━━━ EXTRACTED DATA ━━━

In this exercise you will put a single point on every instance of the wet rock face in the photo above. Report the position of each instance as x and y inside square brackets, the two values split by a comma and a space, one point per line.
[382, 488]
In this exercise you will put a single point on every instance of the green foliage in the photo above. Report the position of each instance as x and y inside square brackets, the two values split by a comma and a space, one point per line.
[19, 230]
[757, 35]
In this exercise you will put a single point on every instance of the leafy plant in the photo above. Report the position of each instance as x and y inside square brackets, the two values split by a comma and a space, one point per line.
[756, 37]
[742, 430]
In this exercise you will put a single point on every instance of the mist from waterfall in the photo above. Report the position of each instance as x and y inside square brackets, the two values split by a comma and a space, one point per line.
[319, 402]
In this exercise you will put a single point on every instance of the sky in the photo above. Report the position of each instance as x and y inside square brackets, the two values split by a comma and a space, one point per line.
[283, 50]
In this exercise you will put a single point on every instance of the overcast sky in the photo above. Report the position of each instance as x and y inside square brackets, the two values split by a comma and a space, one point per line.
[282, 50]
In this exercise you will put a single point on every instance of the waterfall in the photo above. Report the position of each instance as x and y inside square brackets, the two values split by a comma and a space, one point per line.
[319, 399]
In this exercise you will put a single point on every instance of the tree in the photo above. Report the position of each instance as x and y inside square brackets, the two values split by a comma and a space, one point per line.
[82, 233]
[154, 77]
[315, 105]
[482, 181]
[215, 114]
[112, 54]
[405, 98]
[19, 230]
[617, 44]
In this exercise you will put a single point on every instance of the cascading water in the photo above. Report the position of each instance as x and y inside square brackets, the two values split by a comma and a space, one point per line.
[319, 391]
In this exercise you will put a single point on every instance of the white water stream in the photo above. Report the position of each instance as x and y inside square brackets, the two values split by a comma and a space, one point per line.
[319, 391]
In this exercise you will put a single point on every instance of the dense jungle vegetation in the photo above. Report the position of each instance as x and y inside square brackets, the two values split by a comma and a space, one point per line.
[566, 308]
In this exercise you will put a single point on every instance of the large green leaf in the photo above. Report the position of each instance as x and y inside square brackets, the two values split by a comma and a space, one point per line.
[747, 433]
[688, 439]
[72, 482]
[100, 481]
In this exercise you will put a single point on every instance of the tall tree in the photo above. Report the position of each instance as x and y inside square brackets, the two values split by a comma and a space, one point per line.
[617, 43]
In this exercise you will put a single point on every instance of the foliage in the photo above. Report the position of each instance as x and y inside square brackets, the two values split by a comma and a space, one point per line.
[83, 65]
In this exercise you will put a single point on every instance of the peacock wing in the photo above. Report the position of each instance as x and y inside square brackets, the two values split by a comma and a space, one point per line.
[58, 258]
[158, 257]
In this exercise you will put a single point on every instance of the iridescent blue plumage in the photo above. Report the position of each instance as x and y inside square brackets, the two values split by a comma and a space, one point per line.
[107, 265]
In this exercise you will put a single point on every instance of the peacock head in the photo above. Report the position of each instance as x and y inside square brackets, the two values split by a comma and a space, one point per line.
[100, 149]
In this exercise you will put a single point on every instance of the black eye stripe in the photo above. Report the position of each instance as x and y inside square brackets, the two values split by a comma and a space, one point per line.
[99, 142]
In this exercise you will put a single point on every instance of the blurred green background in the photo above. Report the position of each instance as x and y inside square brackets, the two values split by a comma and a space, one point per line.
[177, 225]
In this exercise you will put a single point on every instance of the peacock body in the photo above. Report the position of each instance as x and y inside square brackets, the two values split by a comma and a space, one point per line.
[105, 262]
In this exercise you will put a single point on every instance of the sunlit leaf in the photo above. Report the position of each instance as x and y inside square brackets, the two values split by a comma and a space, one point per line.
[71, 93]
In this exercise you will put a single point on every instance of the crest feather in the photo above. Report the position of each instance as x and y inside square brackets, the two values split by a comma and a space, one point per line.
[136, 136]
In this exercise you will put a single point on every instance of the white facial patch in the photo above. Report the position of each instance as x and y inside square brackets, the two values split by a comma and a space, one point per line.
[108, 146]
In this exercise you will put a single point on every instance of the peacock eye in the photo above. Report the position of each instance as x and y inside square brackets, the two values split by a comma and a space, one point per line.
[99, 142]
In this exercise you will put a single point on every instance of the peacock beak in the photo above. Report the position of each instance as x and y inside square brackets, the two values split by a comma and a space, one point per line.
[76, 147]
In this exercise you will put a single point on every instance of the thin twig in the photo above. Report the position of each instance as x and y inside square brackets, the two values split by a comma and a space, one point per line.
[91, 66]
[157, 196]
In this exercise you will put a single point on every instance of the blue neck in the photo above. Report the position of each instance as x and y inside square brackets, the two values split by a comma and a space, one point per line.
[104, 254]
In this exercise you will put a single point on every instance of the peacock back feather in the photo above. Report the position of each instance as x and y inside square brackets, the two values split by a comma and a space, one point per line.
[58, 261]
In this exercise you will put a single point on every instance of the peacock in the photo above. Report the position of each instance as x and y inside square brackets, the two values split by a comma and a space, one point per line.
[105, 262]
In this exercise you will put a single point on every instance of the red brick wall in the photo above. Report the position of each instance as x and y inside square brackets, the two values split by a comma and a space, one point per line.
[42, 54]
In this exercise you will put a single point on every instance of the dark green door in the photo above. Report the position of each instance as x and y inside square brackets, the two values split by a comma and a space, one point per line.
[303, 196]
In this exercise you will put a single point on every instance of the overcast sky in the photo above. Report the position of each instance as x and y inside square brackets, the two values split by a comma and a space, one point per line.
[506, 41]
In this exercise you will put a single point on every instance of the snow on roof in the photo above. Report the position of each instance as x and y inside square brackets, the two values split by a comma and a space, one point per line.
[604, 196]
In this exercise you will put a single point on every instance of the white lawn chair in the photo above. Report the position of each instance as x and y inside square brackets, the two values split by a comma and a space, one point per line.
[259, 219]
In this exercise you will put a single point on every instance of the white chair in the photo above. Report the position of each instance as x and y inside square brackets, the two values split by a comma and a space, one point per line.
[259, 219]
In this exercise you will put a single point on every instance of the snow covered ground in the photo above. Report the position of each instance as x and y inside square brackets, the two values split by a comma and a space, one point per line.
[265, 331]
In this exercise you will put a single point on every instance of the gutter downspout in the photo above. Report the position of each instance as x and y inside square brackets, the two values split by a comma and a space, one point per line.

━━━

• DIRECTIONS FOR THIS TASK
Give all the entries again exactly; leave none out.

• SOLVED EXERCISE
In this exercise you will put a single point on every instance of the wet rock face in the photo above. Report the position of each instance as x and y inside square brackets, the two values split by a comma and a space, one point per line.
[382, 488]
In this exercise you will put a single point on every instance of the green foliage in the photo above. Report the position of each instance as x and y inside square brackets, the two values split by a comma and a space, one point per line.
[19, 230]
[757, 35]
In this exercise you will put a single point on every instance of the leafy plant in the photo above. Report the position of each instance as x and y inside square brackets, the two values split by a comma and a space, one point per line.
[756, 37]
[742, 430]
In this exercise you will put a single point on every instance of the mist from waterfall in the photo above. Report the position of each instance as x and y inside square brackets, the two values split by a comma and a space, one point per line.
[319, 402]
In this exercise you will put a single point on every instance of the sky in the photo above. Report the position of each instance as x and y inside square brackets, the two values split by a comma and a space, one point per line.
[283, 50]
In this exercise you will put a single point on every instance of the overcast sky in the photo above. Report the position of each instance as x and y inside square brackets, the two values split by a comma and a space, one point per line.
[282, 50]
In this exercise you will put a single point on every instance of the waterfall in the photo above. Report the position of each instance as x and y inside square brackets, the two values split by a comma and a space, one point per line.
[319, 399]
In this exercise you will put a single point on every instance of the tree in the photo above. Report the position of each instance as x and y inside square brackets, the two values split by a comma and a space, one point per line.
[82, 233]
[154, 77]
[315, 105]
[482, 181]
[215, 114]
[112, 54]
[405, 98]
[19, 230]
[617, 44]
In this exercise you will put a single point on every instance of the cascading water in the photo above. Report the position of each instance as x and y inside square brackets, the two values split by a comma and a space, one point per line.
[319, 391]
In this exercise you will put a single point on every instance of the white water stream in the photo above. Report the position of each instance as x and y inside square brackets, the two values split by a comma and a space, one point per line.
[319, 391]
In this exercise you will put a single point on every instance of the dense jungle vegetation in the photo above. Report the position of each instance as x and y inside square brackets, the two values split by a comma and a space, one point per line.
[566, 308]
In this exercise you will put a single point on every instance of the large green leaf in the photo above. Report the position of each instance as x and y inside square brackets, the two values split by a comma and a space, one point per line.
[747, 433]
[688, 439]
[72, 482]
[100, 481]
In this exercise you will put a single point on every instance of the tall tree in the photo above. Report the position of each instance as x and y inside square brackets, the two values split by a comma and a space, one point per line.
[617, 43]
In this exercise you will put a single point on every instance of the foliage in the photo above. Report the position of each instance as x and y inside square brackets, the two values split by a comma and a space, one point per line.
[83, 65]
In this exercise you will put a single point on every instance of the peacock wing in the photo above. Report the position of each instance as x and y inside square brackets, the two values split by a comma and a space, one point per line.
[58, 258]
[158, 257]
In this exercise you will put a single point on every instance of the iridescent blue plumage in the photo above. Report the position of each instance as x and y inside square brackets, the two values split by a comma and a space, one point per line.
[107, 265]
In this exercise you will put a single point on every instance of the peacock head in the photo above. Report the position of each instance as x and y inside square brackets, the two values split by a comma and a space, one point per line.
[100, 149]
In this exercise you will put a single point on every instance of the black eye stripe in the photo above. Report the position of each instance as x and y inside square brackets, the two values split by a comma and a space, one point per line.
[99, 142]
In this exercise you will put a single point on every instance of the blurred green background in the photo above. Report the position of each instance as x and y inside square brackets, the two values split by a comma and a space, one point per line.
[177, 225]
In this exercise you will put a single point on every instance of the peacock body in the photo above. Report the position of each instance as x and y inside square brackets, the two values split by a comma and a space, one point per line.
[105, 262]
In this exercise you will put a single point on every instance of the sunlit leaf in the photo above. Report the position of each instance as x and y inside square brackets, the two values split by a comma and a space, one point per line.
[71, 93]
In this exercise you will put a single point on every instance of the crest feather in the photo above. Report the position of each instance as x and y inside square brackets, the two values split by a comma and a space, one point per line.
[136, 136]
In this exercise you will put a single point on every instance of the white facial patch in the photo above. Report the position of each instance as x and y inside square brackets, the two values split by a comma and a space, one point per line.
[108, 146]
In this exercise you will put a single point on every instance of the peacock eye in the photo above. Report the position of each instance as x and y inside square brackets, the two values split by a comma and a space, one point per line.
[99, 142]
In this exercise you will put a single point on every instance of the peacock beak in the photo above. Report the position of each instance as x and y inside square brackets, the two values split by a comma and a space, one point per line.
[76, 147]
In this exercise you will put a single point on every instance of the thin twig in the photo above. Report the position of each instance as x and y inside square brackets, the two values split by a comma and a space, one point per line.
[91, 66]
[157, 196]
In this exercise you will put a single point on every instance of the blue neck in the photo above. Report the position of each instance as x and y inside square brackets, the two values split by a comma and a space, one point per line.
[104, 254]
In this exercise you will put a single point on every instance of the peacock back feather in the photo above. Report the position of each instance as x and y inside square brackets, the two values split by a comma and a space, one point per line.
[58, 261]
In this exercise you will put a single point on every instance of the peacock in the photo above. Report the position of each instance as x and y inside square brackets, the two values split by a comma and a space, one point per line.
[105, 262]
In this exercise you will put a single point on every instance of the red brick wall in the photo above. Report the position of each instance as x and y inside square brackets, the two values split by a comma and a space, one point per line.
[42, 54]
In this exercise you will put a single point on every instance of the dark green door in the photo above. Report the position of each instance as x and y inside square brackets, the two values split by a comma and a space, one point per line.
[303, 196]
In this exercise you will put a single point on every instance of the overcast sky in the photo above. Report the position of each instance as x and y inside square brackets, the two values split by a comma and a space, one point per line.
[506, 41]
In this exercise you will put a single point on every instance of the snow on roof in the photo above. Report the position of each instance as x and y inside square brackets, the two values split by a comma and a space, one point per line.
[604, 196]
In this exercise you will put a single point on every instance of the white lawn chair in the photo above. Report the position of each instance as x and y inside square brackets, the two values split by a comma and a space, one point per line.
[259, 219]
In this exercise you will put a single point on every instance of the white chair in the photo above. Report the position of each instance as x and y inside square brackets, the two values split by a comma and a space, one point per line.
[259, 219]
In this exercise you will put a single point on every instance of the snow covered ground in the photo above. Report the position of each instance as x and y inside square brackets, the two values split by a comma and a space, one point per line.
[265, 331]
In this exercise you will put a single point on every instance of the gutter downspout in the photo above. Report the position of each instance as x and y inside square brackets, the two values split by a comma and a space, one point per line.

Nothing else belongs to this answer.